• WHAT NEEDS TO BE DONE
Count the lines in the data below that contain the string "sunflower", treating uppercase and lowercase as distinct. Report only the number.

◇ ◇ ◇ ◇

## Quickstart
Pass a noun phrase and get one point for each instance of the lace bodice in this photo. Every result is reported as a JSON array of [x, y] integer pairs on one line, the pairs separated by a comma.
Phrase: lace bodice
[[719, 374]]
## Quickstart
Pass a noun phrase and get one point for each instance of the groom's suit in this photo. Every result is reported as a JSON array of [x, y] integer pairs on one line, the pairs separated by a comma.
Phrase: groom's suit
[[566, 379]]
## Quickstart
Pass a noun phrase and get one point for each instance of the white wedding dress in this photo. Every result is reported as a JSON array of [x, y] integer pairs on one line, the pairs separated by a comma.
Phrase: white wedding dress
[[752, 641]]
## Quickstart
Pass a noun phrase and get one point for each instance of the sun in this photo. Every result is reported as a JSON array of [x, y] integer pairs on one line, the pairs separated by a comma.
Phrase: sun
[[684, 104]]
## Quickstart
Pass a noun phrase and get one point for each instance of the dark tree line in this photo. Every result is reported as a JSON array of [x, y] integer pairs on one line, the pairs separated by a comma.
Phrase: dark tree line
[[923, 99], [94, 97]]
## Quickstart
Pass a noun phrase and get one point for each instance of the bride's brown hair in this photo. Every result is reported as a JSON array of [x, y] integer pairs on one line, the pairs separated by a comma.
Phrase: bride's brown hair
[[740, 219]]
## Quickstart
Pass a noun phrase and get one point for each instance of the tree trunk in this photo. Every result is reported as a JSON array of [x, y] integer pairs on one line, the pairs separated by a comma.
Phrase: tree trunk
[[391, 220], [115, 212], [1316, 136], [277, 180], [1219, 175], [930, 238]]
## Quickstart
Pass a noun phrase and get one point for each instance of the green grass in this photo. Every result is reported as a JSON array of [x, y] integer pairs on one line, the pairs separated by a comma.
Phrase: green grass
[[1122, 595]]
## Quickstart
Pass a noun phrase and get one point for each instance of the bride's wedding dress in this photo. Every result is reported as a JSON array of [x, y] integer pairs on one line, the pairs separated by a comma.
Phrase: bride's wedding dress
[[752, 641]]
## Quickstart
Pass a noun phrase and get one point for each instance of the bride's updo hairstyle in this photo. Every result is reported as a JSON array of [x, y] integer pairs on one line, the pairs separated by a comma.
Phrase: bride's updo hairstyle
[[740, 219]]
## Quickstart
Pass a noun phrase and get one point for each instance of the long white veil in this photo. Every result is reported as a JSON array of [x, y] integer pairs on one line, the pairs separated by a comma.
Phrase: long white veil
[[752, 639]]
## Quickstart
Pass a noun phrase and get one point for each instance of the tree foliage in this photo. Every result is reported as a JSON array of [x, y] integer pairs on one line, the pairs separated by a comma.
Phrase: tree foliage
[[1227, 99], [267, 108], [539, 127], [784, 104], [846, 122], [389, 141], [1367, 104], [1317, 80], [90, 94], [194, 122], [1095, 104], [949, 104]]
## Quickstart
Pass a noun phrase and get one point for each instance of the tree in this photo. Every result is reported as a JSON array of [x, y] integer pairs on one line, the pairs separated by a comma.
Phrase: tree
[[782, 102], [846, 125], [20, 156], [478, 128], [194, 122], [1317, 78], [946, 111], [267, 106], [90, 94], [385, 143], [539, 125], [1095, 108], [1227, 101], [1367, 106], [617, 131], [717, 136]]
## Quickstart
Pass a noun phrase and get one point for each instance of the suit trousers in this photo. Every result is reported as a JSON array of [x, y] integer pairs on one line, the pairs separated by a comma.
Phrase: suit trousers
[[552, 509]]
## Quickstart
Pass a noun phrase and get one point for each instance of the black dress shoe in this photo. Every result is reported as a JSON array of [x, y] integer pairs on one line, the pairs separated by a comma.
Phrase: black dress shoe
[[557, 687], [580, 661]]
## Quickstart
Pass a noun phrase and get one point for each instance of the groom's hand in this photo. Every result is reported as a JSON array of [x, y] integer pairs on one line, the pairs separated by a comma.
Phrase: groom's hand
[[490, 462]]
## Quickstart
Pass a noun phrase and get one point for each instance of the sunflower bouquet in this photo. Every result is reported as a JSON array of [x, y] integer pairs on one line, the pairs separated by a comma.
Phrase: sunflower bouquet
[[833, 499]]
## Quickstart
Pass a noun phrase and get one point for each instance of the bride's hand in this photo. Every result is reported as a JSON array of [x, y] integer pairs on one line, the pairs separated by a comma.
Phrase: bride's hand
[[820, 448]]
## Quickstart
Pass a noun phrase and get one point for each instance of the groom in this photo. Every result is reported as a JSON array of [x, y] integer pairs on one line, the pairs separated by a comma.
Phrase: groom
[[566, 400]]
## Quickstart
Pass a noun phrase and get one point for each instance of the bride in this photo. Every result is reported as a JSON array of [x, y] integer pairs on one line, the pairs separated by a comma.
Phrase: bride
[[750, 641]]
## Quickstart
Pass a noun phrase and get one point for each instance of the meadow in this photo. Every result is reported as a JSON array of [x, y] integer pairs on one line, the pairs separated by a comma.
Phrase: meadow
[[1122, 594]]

◇ ◇ ◇ ◇

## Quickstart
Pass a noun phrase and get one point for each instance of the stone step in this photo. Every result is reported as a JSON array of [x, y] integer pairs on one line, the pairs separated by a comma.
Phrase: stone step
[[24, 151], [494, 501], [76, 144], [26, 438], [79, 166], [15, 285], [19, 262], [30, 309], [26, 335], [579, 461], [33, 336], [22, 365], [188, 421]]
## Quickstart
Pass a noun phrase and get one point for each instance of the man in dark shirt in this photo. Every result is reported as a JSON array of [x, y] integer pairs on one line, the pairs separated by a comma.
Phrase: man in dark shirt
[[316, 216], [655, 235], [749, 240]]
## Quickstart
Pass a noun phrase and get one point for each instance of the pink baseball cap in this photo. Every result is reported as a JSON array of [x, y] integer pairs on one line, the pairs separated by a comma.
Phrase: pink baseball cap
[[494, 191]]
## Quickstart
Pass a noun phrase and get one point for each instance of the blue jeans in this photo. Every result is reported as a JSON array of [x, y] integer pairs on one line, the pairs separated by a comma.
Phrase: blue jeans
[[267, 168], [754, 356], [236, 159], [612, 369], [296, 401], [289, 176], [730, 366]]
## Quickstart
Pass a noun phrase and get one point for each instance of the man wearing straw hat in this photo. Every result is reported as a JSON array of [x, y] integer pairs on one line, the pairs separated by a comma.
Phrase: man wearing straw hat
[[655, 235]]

◇ ◇ ◇ ◇

• IN RESPONSE
2